**TASK INSTRUCTIONS:** State how many lines in the records below contain the string "lamp", and give nothing besides that number.

**MATERIAL PROVIDED:**

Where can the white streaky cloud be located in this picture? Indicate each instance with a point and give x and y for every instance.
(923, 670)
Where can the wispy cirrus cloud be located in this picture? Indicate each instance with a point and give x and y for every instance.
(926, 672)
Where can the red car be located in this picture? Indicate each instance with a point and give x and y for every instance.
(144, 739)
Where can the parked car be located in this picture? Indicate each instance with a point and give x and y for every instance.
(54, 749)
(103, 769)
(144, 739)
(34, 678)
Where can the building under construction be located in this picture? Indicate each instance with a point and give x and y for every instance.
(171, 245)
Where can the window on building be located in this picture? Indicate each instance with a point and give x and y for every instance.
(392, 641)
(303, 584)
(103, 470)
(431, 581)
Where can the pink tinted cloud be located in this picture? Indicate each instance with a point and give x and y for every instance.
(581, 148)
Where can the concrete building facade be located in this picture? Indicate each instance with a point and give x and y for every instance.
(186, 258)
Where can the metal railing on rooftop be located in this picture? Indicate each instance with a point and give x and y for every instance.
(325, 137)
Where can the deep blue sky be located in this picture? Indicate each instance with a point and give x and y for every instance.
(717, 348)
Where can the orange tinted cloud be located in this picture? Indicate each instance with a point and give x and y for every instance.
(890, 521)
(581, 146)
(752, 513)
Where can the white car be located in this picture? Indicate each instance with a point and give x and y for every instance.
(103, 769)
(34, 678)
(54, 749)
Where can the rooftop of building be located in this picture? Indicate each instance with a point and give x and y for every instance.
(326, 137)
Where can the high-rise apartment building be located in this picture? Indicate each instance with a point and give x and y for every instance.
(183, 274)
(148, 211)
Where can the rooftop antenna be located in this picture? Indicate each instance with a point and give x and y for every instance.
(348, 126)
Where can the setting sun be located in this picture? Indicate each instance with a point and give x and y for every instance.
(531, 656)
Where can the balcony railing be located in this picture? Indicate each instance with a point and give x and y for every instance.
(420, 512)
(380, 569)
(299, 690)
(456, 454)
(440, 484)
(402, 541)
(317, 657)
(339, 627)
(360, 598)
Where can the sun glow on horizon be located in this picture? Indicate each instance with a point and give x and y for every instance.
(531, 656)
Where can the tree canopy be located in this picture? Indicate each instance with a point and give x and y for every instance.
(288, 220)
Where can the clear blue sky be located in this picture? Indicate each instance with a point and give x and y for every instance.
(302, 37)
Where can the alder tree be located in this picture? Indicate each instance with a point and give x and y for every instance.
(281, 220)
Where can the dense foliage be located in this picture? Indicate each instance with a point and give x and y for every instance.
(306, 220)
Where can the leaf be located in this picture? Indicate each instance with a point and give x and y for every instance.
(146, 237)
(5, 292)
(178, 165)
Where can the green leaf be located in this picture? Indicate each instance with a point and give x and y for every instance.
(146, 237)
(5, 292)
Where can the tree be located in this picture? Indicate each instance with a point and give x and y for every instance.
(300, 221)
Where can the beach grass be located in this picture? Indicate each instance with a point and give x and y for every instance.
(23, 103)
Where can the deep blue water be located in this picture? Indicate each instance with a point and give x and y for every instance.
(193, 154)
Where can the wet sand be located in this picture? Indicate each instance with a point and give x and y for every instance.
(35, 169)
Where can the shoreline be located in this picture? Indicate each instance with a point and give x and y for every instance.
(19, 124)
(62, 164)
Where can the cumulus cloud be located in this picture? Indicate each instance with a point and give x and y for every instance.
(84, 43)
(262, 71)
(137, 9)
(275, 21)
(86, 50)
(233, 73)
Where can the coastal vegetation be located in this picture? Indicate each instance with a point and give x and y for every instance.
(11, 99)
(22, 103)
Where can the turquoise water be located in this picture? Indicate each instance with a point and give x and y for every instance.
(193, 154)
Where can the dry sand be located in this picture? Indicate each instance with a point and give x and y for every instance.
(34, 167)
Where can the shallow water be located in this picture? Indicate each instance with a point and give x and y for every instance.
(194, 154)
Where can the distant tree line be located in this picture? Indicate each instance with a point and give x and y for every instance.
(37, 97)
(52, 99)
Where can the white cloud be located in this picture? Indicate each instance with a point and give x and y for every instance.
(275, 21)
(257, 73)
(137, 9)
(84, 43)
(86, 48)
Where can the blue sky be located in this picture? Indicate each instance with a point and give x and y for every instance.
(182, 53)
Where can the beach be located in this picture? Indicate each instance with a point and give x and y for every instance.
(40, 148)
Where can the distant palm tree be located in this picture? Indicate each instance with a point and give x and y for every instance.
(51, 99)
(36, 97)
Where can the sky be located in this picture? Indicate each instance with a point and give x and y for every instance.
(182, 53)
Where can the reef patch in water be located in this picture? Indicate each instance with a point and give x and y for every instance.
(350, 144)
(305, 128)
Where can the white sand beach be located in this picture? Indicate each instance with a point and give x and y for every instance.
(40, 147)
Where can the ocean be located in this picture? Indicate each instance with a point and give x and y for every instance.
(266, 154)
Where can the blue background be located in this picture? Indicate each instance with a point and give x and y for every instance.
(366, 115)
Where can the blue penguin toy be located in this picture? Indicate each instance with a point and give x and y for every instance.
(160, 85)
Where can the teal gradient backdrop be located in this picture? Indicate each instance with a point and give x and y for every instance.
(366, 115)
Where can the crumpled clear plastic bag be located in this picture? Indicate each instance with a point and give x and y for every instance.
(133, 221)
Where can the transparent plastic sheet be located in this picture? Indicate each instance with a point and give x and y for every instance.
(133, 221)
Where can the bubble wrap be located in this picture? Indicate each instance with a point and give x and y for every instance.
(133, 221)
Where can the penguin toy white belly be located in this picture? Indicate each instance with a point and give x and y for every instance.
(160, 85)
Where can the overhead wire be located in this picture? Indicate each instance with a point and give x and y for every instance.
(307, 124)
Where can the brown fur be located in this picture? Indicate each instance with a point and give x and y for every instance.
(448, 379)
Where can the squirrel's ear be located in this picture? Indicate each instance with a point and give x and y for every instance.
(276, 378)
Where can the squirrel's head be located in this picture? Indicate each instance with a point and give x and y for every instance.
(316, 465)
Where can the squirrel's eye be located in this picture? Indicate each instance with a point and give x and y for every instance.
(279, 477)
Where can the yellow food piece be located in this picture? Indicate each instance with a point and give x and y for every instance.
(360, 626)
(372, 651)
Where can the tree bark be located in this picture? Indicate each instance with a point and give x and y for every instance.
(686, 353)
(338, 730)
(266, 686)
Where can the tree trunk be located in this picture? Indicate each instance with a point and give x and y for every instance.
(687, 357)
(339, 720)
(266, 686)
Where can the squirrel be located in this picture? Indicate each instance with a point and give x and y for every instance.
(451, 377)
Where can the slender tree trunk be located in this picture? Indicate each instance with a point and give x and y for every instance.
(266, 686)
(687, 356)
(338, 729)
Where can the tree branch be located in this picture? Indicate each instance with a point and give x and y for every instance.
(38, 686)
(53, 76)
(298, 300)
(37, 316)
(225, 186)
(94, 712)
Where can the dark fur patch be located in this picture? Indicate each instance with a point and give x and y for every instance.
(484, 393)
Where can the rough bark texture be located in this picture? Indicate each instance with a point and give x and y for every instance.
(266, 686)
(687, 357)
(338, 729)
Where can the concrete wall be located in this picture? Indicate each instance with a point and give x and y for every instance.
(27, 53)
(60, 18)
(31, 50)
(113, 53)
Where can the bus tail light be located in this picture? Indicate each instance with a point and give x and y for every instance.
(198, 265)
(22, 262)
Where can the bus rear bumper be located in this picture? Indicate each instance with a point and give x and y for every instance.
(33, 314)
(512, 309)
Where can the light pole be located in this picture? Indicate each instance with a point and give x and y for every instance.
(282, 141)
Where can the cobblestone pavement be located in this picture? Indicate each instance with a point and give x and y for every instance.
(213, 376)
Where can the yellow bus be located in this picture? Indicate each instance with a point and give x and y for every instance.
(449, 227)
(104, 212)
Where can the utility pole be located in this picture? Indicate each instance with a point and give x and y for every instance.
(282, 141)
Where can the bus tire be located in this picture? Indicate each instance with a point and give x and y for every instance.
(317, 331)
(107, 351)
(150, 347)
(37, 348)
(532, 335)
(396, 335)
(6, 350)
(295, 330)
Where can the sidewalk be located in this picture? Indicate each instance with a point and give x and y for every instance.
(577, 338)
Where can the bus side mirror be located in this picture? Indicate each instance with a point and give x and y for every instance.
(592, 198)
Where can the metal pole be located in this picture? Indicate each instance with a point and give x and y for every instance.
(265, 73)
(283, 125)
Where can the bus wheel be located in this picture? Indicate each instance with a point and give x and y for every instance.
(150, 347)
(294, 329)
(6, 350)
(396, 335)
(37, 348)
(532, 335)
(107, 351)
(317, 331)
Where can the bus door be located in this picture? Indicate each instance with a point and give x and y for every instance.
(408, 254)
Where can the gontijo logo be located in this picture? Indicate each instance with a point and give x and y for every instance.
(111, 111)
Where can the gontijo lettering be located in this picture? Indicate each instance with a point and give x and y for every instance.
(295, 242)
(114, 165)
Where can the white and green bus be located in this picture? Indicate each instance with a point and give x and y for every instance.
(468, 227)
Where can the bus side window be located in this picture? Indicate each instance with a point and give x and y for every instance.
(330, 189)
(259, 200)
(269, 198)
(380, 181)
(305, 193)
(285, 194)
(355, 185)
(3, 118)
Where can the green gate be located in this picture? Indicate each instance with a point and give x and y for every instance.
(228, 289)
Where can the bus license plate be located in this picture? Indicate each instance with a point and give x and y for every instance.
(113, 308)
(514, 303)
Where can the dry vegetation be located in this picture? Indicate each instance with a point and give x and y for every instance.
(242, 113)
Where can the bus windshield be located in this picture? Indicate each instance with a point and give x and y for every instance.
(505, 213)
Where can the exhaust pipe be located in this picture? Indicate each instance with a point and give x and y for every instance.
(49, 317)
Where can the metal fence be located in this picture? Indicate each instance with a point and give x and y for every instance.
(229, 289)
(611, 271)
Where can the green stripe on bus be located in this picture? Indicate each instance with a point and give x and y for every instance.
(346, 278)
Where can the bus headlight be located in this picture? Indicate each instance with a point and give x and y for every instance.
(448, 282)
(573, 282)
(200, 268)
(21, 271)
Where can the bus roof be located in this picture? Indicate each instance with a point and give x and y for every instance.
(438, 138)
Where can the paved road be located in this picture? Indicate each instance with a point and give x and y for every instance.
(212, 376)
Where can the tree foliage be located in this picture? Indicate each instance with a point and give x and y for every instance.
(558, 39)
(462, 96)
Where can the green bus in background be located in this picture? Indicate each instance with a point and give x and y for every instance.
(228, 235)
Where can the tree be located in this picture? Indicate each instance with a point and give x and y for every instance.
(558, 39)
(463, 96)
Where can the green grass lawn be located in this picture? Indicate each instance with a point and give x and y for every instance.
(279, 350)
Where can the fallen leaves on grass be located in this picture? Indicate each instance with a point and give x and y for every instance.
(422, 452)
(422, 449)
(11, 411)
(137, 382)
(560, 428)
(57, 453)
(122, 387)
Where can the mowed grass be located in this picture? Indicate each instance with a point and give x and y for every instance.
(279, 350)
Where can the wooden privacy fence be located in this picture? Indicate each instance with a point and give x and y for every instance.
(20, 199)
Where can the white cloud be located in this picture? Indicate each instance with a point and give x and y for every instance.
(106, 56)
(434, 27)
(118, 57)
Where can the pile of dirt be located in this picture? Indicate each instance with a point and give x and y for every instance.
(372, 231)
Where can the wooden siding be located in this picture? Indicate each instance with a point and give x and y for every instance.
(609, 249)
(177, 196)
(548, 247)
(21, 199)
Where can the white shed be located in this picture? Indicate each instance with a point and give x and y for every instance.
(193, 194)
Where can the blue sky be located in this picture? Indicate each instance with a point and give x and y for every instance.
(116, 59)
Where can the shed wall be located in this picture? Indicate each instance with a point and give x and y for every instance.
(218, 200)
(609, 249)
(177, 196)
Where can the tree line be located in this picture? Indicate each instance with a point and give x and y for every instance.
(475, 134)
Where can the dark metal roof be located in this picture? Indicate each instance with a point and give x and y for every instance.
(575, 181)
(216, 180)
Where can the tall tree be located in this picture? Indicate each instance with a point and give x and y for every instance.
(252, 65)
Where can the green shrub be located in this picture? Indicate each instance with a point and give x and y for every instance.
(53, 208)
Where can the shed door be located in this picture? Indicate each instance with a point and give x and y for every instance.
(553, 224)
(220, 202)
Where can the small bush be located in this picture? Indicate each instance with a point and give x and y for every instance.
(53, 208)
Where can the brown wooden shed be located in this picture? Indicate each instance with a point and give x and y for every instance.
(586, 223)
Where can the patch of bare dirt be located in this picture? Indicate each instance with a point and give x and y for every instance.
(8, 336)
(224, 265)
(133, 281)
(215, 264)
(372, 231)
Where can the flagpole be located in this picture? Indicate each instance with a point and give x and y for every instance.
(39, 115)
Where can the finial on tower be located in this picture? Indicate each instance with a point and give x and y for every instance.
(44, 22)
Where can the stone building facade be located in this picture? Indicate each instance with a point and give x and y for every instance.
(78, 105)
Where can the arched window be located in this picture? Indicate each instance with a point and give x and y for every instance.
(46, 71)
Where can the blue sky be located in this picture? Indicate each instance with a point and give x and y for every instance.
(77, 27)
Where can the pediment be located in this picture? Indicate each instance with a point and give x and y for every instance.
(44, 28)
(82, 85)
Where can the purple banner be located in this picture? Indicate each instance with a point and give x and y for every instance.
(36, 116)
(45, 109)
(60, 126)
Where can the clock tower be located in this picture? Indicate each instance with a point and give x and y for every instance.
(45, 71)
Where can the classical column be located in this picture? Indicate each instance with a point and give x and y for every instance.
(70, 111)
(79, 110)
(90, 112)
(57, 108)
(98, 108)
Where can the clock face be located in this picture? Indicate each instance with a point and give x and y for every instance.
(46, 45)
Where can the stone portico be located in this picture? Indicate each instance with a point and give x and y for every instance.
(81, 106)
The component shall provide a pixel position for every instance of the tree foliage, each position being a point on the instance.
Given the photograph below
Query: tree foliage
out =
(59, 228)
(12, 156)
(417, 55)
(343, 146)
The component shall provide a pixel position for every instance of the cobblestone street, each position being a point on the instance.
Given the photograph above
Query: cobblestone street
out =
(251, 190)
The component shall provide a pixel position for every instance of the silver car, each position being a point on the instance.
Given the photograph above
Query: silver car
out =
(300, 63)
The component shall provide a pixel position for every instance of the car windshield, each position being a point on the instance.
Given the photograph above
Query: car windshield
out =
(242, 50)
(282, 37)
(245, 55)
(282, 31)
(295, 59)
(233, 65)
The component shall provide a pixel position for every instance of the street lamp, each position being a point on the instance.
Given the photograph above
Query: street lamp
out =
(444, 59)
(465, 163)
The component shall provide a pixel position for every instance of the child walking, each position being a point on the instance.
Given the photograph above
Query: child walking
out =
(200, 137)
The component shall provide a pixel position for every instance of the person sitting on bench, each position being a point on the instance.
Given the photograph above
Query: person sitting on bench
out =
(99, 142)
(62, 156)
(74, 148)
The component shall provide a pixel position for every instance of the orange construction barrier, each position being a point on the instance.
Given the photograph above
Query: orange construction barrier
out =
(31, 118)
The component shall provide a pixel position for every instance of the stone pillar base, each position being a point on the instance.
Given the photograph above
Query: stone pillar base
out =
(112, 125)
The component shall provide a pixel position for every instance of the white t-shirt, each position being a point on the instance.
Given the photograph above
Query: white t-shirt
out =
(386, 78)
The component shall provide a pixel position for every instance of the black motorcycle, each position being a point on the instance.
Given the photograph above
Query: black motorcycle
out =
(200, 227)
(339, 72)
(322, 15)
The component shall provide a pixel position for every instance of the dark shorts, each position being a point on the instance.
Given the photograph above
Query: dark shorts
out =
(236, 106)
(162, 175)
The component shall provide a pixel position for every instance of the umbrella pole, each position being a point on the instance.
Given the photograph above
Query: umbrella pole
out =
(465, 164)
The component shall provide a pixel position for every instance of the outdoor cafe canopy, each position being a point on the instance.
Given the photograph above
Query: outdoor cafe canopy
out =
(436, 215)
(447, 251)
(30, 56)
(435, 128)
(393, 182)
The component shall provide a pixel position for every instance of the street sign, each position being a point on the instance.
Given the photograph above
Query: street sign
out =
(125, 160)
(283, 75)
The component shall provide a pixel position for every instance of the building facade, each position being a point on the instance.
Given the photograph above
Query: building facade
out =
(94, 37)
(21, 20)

**TASK OUTPUT:** 2